──────── GIVEN RECORDS ────────

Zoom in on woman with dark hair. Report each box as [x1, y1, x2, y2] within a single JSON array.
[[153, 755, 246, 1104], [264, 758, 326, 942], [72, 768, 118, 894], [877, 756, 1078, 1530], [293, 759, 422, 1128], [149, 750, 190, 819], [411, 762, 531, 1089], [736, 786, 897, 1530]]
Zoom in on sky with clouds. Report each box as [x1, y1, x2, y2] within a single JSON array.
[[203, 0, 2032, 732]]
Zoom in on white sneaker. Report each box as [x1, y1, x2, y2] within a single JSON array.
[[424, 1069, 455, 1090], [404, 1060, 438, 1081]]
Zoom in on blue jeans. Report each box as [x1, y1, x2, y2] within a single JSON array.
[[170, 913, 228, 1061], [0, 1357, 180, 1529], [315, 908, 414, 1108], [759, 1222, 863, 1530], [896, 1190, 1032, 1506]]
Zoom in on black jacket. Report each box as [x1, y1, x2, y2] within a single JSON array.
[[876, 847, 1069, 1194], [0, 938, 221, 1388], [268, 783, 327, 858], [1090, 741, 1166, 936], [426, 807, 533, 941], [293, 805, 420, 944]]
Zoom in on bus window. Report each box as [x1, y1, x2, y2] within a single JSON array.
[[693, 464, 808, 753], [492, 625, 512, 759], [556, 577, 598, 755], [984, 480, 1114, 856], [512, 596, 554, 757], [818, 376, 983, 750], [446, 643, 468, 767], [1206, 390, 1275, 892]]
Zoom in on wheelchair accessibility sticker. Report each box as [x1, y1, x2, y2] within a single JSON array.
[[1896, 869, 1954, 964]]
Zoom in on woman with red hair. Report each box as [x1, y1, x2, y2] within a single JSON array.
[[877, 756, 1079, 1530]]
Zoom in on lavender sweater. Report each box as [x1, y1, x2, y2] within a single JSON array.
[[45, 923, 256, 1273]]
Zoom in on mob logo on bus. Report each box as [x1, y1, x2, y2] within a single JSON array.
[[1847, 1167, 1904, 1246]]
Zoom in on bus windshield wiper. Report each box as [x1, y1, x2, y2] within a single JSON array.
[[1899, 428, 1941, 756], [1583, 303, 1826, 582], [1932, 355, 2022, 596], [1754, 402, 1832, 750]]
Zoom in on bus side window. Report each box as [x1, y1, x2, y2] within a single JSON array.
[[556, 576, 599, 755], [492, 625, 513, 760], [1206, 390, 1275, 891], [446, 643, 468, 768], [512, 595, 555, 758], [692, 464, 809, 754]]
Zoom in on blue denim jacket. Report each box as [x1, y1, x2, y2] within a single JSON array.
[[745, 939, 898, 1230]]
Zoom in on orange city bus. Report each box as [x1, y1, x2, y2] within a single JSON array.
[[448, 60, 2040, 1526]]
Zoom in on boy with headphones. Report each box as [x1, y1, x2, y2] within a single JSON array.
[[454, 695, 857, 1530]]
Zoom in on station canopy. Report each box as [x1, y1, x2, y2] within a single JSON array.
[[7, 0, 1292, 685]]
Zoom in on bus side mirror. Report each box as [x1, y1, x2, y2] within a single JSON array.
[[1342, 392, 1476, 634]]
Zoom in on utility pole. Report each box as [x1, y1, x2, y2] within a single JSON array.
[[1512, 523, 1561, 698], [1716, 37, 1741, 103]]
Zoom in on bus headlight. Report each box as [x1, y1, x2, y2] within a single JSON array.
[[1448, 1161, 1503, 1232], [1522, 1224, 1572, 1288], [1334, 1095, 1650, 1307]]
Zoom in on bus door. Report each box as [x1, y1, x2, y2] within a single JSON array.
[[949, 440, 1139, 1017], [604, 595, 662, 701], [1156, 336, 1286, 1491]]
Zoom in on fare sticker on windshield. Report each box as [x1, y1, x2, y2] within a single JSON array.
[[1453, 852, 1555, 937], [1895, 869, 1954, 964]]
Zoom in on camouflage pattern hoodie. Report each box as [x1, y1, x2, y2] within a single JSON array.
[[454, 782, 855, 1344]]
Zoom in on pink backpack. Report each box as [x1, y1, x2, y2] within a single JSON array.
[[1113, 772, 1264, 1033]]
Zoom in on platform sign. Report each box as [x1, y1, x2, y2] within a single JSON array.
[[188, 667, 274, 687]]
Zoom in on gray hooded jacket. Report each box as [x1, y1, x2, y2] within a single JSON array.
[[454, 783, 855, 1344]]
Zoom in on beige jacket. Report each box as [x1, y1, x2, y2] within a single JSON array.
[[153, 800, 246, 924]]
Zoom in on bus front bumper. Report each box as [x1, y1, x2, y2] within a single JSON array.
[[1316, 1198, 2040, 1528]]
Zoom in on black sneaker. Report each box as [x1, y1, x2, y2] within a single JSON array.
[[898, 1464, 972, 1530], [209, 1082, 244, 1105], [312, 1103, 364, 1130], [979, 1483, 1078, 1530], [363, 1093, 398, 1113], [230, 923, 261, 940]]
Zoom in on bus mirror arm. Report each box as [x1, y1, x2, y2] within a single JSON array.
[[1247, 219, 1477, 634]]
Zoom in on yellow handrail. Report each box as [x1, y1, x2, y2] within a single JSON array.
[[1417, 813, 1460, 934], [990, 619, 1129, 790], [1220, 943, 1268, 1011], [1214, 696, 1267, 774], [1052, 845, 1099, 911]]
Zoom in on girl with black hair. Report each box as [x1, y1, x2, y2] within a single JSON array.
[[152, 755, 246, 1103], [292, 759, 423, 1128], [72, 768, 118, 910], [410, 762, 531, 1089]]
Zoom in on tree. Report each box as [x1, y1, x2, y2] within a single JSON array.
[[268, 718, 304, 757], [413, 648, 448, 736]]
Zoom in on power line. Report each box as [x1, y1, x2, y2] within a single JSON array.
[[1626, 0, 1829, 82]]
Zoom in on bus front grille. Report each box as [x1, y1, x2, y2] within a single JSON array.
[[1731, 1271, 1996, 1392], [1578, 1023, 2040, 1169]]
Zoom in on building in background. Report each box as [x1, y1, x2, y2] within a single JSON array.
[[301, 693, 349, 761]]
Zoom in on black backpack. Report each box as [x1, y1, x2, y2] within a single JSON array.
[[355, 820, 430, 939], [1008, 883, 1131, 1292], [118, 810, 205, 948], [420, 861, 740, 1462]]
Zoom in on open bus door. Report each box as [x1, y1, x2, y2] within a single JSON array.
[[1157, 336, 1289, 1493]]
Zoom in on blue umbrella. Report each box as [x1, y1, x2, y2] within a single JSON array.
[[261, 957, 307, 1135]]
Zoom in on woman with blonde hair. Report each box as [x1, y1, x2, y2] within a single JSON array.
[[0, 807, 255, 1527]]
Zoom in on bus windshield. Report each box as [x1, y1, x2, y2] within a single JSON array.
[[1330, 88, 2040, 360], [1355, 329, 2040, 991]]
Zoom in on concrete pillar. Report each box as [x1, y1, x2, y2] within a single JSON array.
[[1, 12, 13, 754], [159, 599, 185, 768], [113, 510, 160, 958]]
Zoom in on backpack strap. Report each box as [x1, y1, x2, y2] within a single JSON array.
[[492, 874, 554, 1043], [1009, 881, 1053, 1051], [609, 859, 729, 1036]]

────────

• ABOUT THIS TASK
Set down nothing but the lines from the one containing "Zoom in on open" through the final line above, exactly as written.

• SOLUTION TO THIS TASK
Zoom in on open bus door. Report each box as [x1, y1, x2, y2] within a single JSON array.
[[1157, 336, 1289, 1493]]
Zoom in on blue umbrella. Report each box as [x1, y1, x2, y2] within a single JSON array.
[[261, 957, 307, 1135]]
Zoom in on woman with blonde hair. Report each box as [x1, y1, x2, y2] within a single JSON array.
[[0, 807, 255, 1527]]
Zoom in on bus windshield. Report each box as [x1, y1, x2, y2] within a single JSON array.
[[1330, 88, 2040, 360], [1355, 329, 2040, 991]]
Zoom in on concrete pillar. Report each box as [x1, y1, x2, y2] within a single JSON array.
[[1, 12, 13, 754], [159, 599, 185, 768], [113, 510, 160, 958]]
Zoom in on backpack strap. Report each box as [x1, y1, x2, y2] within a single JSON array.
[[492, 874, 554, 1043], [1009, 881, 1053, 1051], [609, 859, 729, 1036]]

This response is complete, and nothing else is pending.